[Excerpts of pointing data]
• • • • • • •
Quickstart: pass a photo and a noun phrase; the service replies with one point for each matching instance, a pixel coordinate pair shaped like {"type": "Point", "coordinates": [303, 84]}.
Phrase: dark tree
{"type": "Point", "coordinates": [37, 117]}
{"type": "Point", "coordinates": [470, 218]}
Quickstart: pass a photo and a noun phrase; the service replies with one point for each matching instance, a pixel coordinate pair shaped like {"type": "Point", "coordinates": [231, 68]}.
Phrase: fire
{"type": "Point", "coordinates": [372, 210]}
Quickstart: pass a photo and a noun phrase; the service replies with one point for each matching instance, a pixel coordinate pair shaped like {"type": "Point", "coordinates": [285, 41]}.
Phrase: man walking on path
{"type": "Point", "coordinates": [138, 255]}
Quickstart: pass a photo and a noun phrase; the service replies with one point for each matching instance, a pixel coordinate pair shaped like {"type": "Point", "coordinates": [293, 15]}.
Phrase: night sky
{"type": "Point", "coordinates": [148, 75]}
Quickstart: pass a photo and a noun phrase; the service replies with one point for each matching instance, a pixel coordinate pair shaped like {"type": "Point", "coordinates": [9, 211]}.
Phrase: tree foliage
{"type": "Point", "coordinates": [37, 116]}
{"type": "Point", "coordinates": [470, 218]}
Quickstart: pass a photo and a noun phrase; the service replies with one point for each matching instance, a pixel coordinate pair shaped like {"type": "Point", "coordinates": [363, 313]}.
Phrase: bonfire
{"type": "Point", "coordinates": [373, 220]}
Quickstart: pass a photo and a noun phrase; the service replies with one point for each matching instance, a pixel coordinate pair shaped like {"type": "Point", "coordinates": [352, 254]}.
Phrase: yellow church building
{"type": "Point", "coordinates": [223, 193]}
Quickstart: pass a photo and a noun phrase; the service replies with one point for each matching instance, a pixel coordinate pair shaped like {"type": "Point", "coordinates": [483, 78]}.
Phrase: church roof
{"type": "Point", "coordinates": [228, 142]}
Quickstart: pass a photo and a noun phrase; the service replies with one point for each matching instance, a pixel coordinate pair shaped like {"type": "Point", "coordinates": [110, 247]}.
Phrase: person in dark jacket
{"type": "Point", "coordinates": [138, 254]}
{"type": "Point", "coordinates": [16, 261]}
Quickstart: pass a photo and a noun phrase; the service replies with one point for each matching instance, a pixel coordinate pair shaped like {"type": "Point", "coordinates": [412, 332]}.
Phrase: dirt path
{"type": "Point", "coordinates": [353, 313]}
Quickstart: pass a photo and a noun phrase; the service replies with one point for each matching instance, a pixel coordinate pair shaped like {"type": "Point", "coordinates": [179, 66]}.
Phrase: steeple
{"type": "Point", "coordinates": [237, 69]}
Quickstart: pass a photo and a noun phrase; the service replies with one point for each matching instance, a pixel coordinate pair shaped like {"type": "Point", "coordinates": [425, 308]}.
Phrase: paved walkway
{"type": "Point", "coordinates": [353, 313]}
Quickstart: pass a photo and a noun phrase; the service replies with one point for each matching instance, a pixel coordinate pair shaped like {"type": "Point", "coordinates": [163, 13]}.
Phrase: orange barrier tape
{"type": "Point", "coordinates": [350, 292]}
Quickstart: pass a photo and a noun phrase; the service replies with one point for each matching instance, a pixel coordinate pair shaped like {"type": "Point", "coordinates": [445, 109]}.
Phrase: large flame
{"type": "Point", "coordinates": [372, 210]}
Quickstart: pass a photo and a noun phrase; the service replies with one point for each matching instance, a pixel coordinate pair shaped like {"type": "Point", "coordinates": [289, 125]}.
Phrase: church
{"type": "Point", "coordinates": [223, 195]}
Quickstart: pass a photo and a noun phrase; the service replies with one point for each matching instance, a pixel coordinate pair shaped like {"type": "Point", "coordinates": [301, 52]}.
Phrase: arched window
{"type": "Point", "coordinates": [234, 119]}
• • • • • • •
PROBLEM TO WORK ON:
From the data above, pull out each line that contains the word "path".

ANSWER TO THE PROBLEM:
Phrase: man walking on path
Phrase: dirt path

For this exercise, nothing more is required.